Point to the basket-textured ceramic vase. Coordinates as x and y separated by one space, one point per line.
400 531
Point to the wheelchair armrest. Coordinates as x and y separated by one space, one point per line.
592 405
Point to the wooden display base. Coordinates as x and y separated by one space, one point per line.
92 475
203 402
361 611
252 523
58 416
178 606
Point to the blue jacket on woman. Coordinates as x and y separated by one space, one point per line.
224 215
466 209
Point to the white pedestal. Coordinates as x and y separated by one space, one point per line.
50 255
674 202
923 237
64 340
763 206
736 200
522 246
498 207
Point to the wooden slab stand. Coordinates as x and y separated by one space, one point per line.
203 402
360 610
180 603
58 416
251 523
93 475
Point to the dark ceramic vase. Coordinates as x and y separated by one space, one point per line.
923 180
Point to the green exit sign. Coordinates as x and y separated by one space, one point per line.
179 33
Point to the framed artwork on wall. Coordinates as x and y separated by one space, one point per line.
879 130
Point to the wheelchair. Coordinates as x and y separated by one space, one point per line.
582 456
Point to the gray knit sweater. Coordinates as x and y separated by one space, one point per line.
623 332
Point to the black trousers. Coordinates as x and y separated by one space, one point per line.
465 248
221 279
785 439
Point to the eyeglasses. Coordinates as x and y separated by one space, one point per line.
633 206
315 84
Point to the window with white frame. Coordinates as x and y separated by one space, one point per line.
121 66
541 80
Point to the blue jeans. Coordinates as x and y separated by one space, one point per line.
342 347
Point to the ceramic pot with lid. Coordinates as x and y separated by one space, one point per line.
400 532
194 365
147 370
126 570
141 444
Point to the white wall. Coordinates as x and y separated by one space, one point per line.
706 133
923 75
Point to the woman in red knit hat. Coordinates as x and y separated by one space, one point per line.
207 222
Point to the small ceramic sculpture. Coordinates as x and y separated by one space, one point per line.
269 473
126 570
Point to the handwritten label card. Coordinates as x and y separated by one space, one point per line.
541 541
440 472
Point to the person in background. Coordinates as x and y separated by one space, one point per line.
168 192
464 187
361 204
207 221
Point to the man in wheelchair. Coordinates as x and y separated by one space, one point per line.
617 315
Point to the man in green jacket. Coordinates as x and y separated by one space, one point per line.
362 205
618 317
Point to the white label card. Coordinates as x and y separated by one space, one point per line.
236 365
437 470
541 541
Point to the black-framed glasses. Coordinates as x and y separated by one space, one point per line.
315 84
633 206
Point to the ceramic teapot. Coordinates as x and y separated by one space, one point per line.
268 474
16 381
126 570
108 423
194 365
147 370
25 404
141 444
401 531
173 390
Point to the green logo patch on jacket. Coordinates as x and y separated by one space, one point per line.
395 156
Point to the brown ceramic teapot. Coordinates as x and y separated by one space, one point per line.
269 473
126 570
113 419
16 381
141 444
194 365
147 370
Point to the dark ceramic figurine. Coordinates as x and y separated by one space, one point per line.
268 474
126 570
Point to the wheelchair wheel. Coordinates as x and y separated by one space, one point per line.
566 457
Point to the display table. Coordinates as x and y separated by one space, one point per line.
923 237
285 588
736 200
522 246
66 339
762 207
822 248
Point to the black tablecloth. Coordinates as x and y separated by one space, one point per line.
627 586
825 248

• WHAT IS REQUIRED
Take the lines above and retype all of them exactly.

• SOLUTION
Point to the basket-textured ceramic vase. Coordinates as x and y separated by one space, one point per line.
400 531
Point to the wheelchair armrest. Coordinates as x and y separated by one space, one point per line.
592 405
Point to the wooden display base. Coordinates as x and y separated by one space, one point per line.
92 475
203 402
361 611
252 523
58 416
178 606
Point to the blue jacket on woman. Coordinates as x and y separated by one space, one point per line.
224 215
466 209
Point to the white pedestal. Coordinates as x and y separated by one space, one point per line.
50 255
674 202
923 237
64 340
763 206
736 200
522 246
498 207
Point to the wooden slab stand. Coordinates as x and y separated by one space, one point per line.
203 402
360 610
180 603
58 416
251 523
93 475
Point to the dark ceramic vase. Coordinates as x and y separated by one space, one point per line.
923 180
Point to the green exit sign. Coordinates as x and y separated by one space, one point per line.
179 33
Point to the framed artwork on wall. Coordinates as x and y separated by one space, one point per line.
879 130
Point to the wheelchair. Coordinates as x and y separated by one space, one point per line.
582 456
Point to the gray knit sweater. Coordinates as x and y separated by one space, one point per line.
623 332
Point to the black trousers. Coordinates as x and y separated by one space, one point per line.
465 248
221 279
785 439
Point to the eyeglasses. Coordinates as x and y separated by one space, one point per line.
633 206
315 84
Point to the window with white frame. Coordinates as x and y separated by one space, one point per line.
121 66
541 80
Point to the blue jeans. Coordinates as x and y separated by one space, one point per line.
342 347
Point to the ceramic pot with lid. Coordinates as x and y separated by one space, one point per line.
400 532
194 365
147 370
126 570
141 444
Point to the white wall. Coordinates as x and y separated by one space, one point per line.
706 133
923 75
Point to the woman in red knit hat. Coordinates as x and y separated by one space, one point per line.
207 222
Point to the small ceramic sculpture. Coordinates as x and y separated by one space, one point per line.
269 473
126 570
Point to the handwritten label card. Coordinates as x and y separated by one space, one point per line.
541 541
440 472
Point to the person in background. Coordinates as x and y separated by one space, one point per line.
168 192
464 187
361 204
207 221
Point to the man in wheelchair. Coordinates as x and y separated by one space, one point per line.
617 315
Point to the man in green jacket. Coordinates as x and y separated by one space, one point per line.
362 205
618 317
Point to the white label card. Coordinates as x and y separated by one space, one point per line.
236 365
437 470
541 541
Point to the black-framed glasses. Coordinates as x and y separated by one space, one point per line.
315 84
633 206
Point to the ceramic teapot. Coordinates as x and y separated by one space, one point per line.
268 474
16 381
126 570
108 423
194 365
147 370
25 404
141 444
401 531
173 390
Point to the green logo patch on jacket. Coordinates as x and y separated by one space, one point per line.
395 156
Point to the brown ceramic teapot. Coordinates as x and y separated by one space, one point per line.
269 473
126 570
113 419
16 381
141 444
194 365
147 370
Point to the dark ceramic figurine. Coordinates as x and y separated by one space, one point per line.
268 474
126 570
Point to the wheelchair wheel. Coordinates as x and y separated by one space, one point per line.
566 457
Point to the display table. Coordinates as x and y separated by one space, one point per line.
923 237
285 588
736 200
522 246
66 339
762 207
822 248
Point to the black tablecloth. Coordinates as x and y separated by one space, one point per line.
627 586
825 248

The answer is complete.